What is expected: Write out every record again, exactly.
___ Data records
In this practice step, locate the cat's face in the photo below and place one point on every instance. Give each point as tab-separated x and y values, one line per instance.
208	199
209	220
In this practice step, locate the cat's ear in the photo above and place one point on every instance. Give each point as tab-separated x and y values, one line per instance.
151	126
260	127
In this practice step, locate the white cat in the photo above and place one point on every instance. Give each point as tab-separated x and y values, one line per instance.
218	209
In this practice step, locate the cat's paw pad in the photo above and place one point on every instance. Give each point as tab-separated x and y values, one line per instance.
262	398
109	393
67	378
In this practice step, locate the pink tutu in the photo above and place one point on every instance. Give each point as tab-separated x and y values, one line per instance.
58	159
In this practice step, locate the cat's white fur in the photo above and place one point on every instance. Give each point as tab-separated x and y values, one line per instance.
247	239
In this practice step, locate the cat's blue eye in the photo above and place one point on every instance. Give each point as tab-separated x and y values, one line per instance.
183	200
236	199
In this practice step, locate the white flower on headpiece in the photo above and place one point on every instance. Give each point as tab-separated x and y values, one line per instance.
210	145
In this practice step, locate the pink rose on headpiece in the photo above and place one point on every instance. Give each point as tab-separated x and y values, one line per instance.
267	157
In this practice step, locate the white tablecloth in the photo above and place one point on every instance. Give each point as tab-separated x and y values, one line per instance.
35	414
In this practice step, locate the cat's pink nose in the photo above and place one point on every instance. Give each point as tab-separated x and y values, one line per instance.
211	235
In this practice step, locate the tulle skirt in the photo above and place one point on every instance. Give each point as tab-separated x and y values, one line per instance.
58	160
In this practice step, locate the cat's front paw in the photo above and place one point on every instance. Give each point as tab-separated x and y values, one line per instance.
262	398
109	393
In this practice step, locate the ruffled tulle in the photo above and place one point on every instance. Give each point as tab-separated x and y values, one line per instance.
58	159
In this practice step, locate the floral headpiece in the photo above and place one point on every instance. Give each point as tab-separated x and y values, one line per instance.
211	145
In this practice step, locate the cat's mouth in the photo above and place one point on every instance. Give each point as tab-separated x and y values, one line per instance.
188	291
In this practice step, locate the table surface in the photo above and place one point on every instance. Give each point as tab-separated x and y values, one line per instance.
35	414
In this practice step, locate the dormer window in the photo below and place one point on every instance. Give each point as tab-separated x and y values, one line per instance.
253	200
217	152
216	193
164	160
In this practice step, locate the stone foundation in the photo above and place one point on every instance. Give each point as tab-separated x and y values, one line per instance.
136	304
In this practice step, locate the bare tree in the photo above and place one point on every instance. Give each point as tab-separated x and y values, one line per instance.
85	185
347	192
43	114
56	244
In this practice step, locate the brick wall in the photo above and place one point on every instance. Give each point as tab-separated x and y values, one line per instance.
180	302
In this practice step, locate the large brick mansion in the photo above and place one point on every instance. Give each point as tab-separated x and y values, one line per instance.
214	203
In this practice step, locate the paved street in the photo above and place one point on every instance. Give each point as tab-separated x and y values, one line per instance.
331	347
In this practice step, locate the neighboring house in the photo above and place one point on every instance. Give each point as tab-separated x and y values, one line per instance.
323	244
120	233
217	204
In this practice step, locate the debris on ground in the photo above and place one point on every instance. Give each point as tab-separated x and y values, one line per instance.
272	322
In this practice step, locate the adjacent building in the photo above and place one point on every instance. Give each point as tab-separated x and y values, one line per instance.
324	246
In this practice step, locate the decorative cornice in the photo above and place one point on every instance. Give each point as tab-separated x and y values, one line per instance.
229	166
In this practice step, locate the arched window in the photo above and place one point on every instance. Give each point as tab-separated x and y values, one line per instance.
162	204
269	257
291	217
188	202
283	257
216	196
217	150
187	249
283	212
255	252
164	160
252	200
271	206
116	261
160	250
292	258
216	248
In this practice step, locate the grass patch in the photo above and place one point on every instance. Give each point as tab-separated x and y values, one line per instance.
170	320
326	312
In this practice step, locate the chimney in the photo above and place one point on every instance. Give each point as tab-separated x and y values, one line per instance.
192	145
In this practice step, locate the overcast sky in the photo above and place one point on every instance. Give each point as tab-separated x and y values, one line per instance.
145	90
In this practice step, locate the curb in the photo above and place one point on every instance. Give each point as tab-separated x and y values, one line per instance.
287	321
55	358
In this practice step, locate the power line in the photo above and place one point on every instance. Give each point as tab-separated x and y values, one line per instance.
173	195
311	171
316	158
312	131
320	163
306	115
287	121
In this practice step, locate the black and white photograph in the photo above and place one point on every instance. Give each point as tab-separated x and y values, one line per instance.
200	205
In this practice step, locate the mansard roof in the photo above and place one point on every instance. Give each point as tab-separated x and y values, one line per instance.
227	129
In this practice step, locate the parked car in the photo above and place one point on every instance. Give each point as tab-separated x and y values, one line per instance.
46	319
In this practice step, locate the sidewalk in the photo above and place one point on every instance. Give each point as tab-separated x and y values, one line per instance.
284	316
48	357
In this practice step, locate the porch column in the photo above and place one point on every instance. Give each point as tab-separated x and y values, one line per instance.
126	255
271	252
______
Response for this exercise:
In this practice step, locate the cat's face in the photo below and place one point on every instance. Give each point as tab-separated x and y values, one line per instance.
208	199
209	220
In this practice step, locate the cat's ear in the photo above and place one point on every instance. Give each point as tab-separated x and y values, one line per instance.
151	126
260	127
In this practice step, locate the white cat in the photo above and place one point on every instance. Give each point as tab-separated x and y values, one line per instance.
218	209
In this practice step, locate the cat's paw pad in the photo above and place one point on every instance. Give each point as tab-separated x and y values, one line per instance.
262	398
109	393
67	378
In this practice step, locate the pink tutu in the photo above and place one point on every instance. Give each point as tab-separated x and y values, one line per instance.
58	159
In this practice step, locate the cat's white fur in the photo above and place one point on every instance. Give each point as tab-separated x and y values, one line per instance.
247	239
In this practice step, locate the cat's blue eye in the photo above and place one point on every instance. Give each point as tab-separated x and y values, one line per instance.
183	200
236	199
In this practice step, locate the white flower on headpiece in the photo above and place one point on every instance. Give each point as tab-separated x and y values, one line per instance.
210	145
In this practice step, locate the pink rose on headpiece in the photo above and place one point on every instance. Give each point as tab-separated x and y values, one line per instance.
267	157
In this practice step, locate the white tablecloth in the photo above and place one point on every instance. Give each point as tab-separated x and y values, one line per instance.
35	414
In this practice step, locate the cat's pink nose in the photo above and place one point on every instance. Give each point as tab-separated x and y values, one line per instance.
211	235
In this practice step, locate the tulle skirt in the photo above and place one point on every instance. Give each point as tab-separated x and y values, one line per instance.
58	160
In this practice step, locate the cat's front paw in the photo above and place one point on every instance. Give each point as tab-separated x and y values, one line per instance.
262	398
109	393
In this practice step, locate the ruffled tulle in the photo above and place one point on every instance. Give each point as tab-separated x and y values, one line per instance.
58	159
In this practice step, locate the floral headpiece in the photo above and place one point on every instance. Give each point as tab-separated x and y values, one line per instance.
211	145
In this practice step, locate the cat's mouth in the photo above and place one point on every instance. Give each point as tab-separated x and y values, one line per instance.
188	291
In this practice step, locate the table surface in the photo above and place one point on every instance. Give each point as tab-separated x and y values, one line per instance.
35	414
In this practice step, locate the dormer window in the photo below and place one point on every instance. Give each point as tab-separated x and y values, one line per instance.
253	200
217	152
216	193
164	160
In this practice step, locate the stone foundation in the photo above and place one point on every instance. Give each point as tab-separated x and y values, one line per instance.
136	304
In this practice step, locate the bare tree in the photo above and place one point on every instance. Give each point as tab-separated x and y values, one line per instance.
85	185
347	192
43	114
56	244
In this practice step, locate the brick wall in the photo above and place one point on every instance. Give each point as tab-separated x and y values, one line per instance.
180	302
In this practice step, locate the large brick mansion in the photo above and place one point on every instance. Give each point as tab-separated x and y values, one line per instance.
214	203
In this practice step, locate the paved street in the photo above and place one point on every instance. Give each point as tab-separated x and y values, one line per instance.
331	347
In this practice step, locate the neighboring house in the photo above and place one point on every instance. Give each point as tab-separated x and y values, one line per instance.
323	244
120	233
217	204
In this practice step, locate the debris on ground in the photo above and place one point on every instance. Give each point as tab-separated x and y values, one line per instance.
272	322
In this practice step, locate the adjacent building in the photo above and place one point on every instance. Give each point as tab-separated x and y values, one line per instance.
324	246
In this practice step, locate the decorative cornice in the photo above and place one point on every instance. Give each point as tab-separated x and y values, one line per instance.
229	166
In this practice step, locate the arched window in the photo above and place one point on every instance. Give each point as tab-separated x and y values, one line per instance.
162	204
269	257
291	217
188	202
283	257
216	196
217	150
187	249
283	212
255	252
164	160
252	200
271	206
116	261
160	250
292	258
216	248
In this practice step, locate the grass patch in the photo above and place one point on every instance. Give each point as tab-separated x and y values, one line per instance.
170	320
326	312
In this practice step, locate the chimney in the photo above and place one point on every instance. Give each point as tab-separated x and y values, one line per instance.
192	145
In this practice step, locate the overcast sky in the photo above and place one point on every instance. Give each point as tab-separated x and y values, one line per instance.
145	90
In this practice step, locate the curb in the photo above and place one point on every instance. Give each point as tab-separated x and y values, one line per instance.
287	321
55	358
In this practice step, locate the power line in the photo above and place one point on every instance. Give each point as tab-separated x and y values, one line per instance.
173	195
311	171
316	158
312	131
320	163
306	115
287	121
In this practice step, locate the black and white photograph in the photo above and place one point on every instance. Give each point as tab-separated x and y values, one line per instance.
200	205
In this practice step, locate the mansard roof in the photo above and place one point on every instance. Give each point as tab-separated x and y values, one line per instance.
227	129
In this practice step, locate the parked car in the photo above and place one point on every instance. Give each point as tab-separated x and y values, one line per instance.
46	319
In this practice step, locate the sidewalk in the photo above and place one point on every instance. Give each point as tab-separated x and y values, one line per instance.
284	316
48	357
In this practice step, locate the porch column in the photo above and place one point on every instance. Give each point as tab-separated x and y values, one line per instance.
126	255
271	252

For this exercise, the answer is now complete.